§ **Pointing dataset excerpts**
'''
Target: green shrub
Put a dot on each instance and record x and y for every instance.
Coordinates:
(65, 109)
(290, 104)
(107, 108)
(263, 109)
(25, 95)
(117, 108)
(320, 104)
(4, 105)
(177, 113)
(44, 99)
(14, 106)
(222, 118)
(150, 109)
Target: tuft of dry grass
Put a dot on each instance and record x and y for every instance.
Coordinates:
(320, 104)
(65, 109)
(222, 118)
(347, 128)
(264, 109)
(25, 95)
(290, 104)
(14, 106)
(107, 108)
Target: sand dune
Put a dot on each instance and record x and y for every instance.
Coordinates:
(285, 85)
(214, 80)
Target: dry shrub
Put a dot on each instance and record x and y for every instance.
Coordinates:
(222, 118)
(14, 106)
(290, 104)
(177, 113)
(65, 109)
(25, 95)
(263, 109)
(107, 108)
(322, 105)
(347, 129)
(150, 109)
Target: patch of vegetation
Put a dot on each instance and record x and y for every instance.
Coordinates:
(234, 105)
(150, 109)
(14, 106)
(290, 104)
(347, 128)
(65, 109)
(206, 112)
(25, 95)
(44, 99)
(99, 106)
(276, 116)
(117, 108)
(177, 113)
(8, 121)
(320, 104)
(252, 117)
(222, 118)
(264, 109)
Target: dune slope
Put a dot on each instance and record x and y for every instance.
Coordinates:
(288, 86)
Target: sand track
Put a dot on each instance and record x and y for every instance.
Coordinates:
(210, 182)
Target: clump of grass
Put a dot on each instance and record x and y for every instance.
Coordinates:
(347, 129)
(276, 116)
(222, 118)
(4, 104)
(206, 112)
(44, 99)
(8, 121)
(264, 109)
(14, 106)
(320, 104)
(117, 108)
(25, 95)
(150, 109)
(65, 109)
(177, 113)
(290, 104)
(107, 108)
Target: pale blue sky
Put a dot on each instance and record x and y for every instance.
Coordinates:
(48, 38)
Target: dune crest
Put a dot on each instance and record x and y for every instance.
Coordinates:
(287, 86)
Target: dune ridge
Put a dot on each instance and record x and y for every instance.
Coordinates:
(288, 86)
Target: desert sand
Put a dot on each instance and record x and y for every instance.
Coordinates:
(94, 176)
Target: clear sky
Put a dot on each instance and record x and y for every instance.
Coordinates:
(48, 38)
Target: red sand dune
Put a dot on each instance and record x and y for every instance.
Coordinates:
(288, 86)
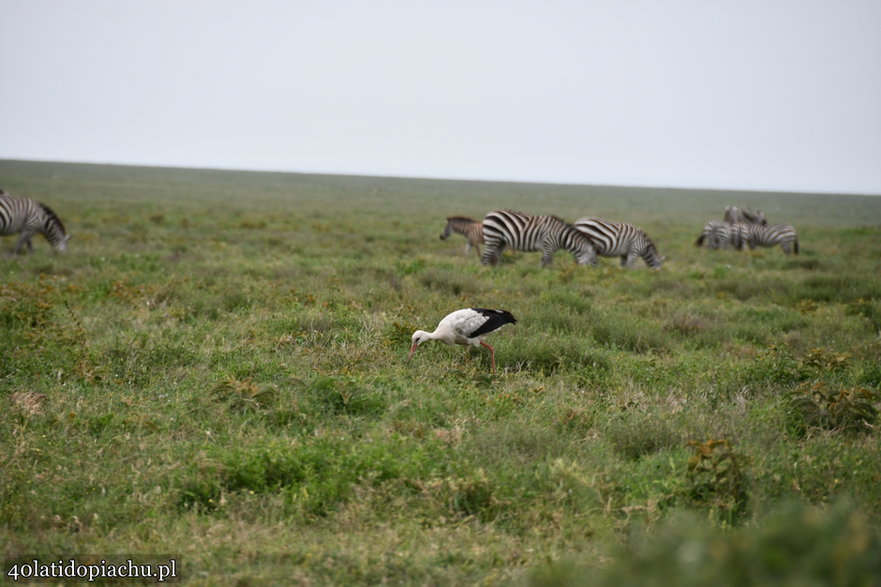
'''
§ **Problem requirements**
Can you edit the data above so that every "Target" becomes "Object", changing nothing else and omitting the pictures?

§ **Full output**
Object: green shrub
Put a dot on each instance and record x and y for every instance.
Coordinates:
(65, 109)
(290, 104)
(107, 108)
(263, 109)
(25, 95)
(117, 108)
(320, 104)
(4, 105)
(177, 113)
(44, 99)
(14, 106)
(222, 118)
(150, 109)
Object: tuft of dry grass
Put a dot on each instance and record x and y for every instance.
Coordinates:
(320, 104)
(65, 109)
(222, 118)
(347, 128)
(264, 109)
(25, 95)
(290, 104)
(14, 106)
(107, 108)
Object: sand dune
Put a dot on each instance and record x and y for every instance.
Coordinates:
(285, 85)
(214, 80)
Object: dry shrub
Put a dot on each instance and record x and y for every instance.
Coordinates:
(222, 118)
(14, 106)
(290, 104)
(177, 113)
(65, 109)
(25, 95)
(263, 109)
(107, 108)
(322, 105)
(347, 129)
(150, 109)
Object: patch of vegetation
Put a dot on each instance and record x and y for every instance.
Coordinates:
(234, 105)
(150, 109)
(14, 106)
(290, 104)
(347, 128)
(65, 109)
(206, 112)
(25, 95)
(44, 99)
(99, 106)
(276, 116)
(117, 108)
(177, 113)
(8, 121)
(320, 104)
(252, 117)
(222, 118)
(264, 109)
Object: dune slope
Put a dot on each instance and record x and y for every instance.
Coordinates:
(288, 86)
Object: sand track
Put a dot on each instance and record x and y for every instance.
Coordinates:
(210, 182)
Object: clump of grass
Put a dot on each instance and record x and y for every instance.
Coordinates:
(347, 129)
(276, 116)
(222, 118)
(4, 104)
(206, 112)
(44, 99)
(8, 121)
(264, 109)
(14, 106)
(320, 104)
(117, 108)
(25, 95)
(150, 109)
(65, 109)
(177, 113)
(290, 104)
(107, 108)
Object: pale blue sky
Put a dot on each instance and record x and y for every instance.
Coordinates:
(48, 38)
Object: dune crest
Put a dot on each instance and record x and y for every instance.
Coordinates:
(287, 86)
Object: dune ridge
Put a dot on each instance and record x and y for every instance.
Coordinates:
(288, 86)
Object: desert sand
Put a dot on each instance and record x and y for every instance.
Coordinates:
(94, 176)
Object: clear sky
Put a dot on each instance and record x and y for every instance.
Coordinates:
(48, 38)
Object: red sand dune
Put a dot on each instance and record x and y for every instance.
Coordinates:
(288, 86)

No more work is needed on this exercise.